======== Available data
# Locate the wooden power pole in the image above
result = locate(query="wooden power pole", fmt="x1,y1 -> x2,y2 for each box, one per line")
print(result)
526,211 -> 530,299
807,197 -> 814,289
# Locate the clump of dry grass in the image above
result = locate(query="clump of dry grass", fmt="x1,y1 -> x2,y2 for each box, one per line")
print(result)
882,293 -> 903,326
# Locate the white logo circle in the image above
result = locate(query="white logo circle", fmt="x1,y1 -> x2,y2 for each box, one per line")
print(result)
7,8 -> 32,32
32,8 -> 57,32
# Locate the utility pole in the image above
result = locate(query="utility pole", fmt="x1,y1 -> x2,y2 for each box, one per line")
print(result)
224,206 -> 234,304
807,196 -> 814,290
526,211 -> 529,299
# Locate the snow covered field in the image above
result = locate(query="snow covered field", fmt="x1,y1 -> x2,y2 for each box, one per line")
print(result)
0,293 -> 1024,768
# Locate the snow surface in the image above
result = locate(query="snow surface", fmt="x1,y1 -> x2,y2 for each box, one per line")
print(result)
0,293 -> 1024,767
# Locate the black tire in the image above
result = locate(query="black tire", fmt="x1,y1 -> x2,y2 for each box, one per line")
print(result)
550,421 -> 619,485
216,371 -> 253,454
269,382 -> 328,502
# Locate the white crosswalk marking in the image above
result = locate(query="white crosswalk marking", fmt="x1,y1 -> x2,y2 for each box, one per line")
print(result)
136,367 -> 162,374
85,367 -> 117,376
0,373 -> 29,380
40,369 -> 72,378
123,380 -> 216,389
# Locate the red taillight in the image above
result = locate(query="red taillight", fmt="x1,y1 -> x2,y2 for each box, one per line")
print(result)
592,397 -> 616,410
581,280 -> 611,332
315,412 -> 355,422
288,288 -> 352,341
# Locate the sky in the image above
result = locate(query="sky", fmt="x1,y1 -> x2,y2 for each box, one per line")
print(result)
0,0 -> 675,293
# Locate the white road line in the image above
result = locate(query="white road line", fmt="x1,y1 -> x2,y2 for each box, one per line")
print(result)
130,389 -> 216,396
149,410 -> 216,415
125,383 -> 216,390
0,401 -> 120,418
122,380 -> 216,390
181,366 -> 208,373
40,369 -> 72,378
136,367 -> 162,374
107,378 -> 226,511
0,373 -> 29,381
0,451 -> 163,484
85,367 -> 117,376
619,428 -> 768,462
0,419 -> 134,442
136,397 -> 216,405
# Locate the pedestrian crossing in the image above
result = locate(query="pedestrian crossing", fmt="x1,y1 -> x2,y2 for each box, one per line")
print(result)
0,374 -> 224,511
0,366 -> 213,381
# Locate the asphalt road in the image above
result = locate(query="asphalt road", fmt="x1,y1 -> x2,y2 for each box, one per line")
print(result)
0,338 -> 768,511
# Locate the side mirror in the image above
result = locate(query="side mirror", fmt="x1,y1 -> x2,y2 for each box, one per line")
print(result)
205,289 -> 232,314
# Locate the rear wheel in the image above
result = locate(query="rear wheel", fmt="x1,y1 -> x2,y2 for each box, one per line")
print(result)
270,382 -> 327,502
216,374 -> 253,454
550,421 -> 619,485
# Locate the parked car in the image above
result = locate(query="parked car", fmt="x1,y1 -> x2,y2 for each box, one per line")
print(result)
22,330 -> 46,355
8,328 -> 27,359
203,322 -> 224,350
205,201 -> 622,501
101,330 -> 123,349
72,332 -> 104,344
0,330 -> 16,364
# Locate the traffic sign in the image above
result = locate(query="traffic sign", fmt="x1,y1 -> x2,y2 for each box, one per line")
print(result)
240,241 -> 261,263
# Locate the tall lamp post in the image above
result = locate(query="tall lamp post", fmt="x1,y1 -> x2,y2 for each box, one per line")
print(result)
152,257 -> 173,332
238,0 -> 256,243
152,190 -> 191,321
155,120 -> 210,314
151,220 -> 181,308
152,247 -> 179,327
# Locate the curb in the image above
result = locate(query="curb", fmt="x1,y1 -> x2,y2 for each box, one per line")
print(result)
================
Write out exactly the lines from the line holding "# Locate the traffic sign in the image above" through the last line of the data, and nothing besides those lines.

# Locate the traffic sign in the image above
result = locate(query="traffic sign", fmt="x1,y1 -> x2,y2 for each box, one per line")
print(result)
240,241 -> 261,263
# Locate the tall lamp post in the image above
result = locate(query="tall lamp post", fmt="x1,y1 -> x2,y2 for each box, one per line")
print(result)
152,257 -> 173,332
238,0 -> 256,243
152,190 -> 191,321
155,120 -> 210,314
151,220 -> 181,308
152,247 -> 179,327
# Locate the curb in the image above
result = locate(query="curb", fmt="x1,y1 -> x2,y2 for each box, one per line")
print(result)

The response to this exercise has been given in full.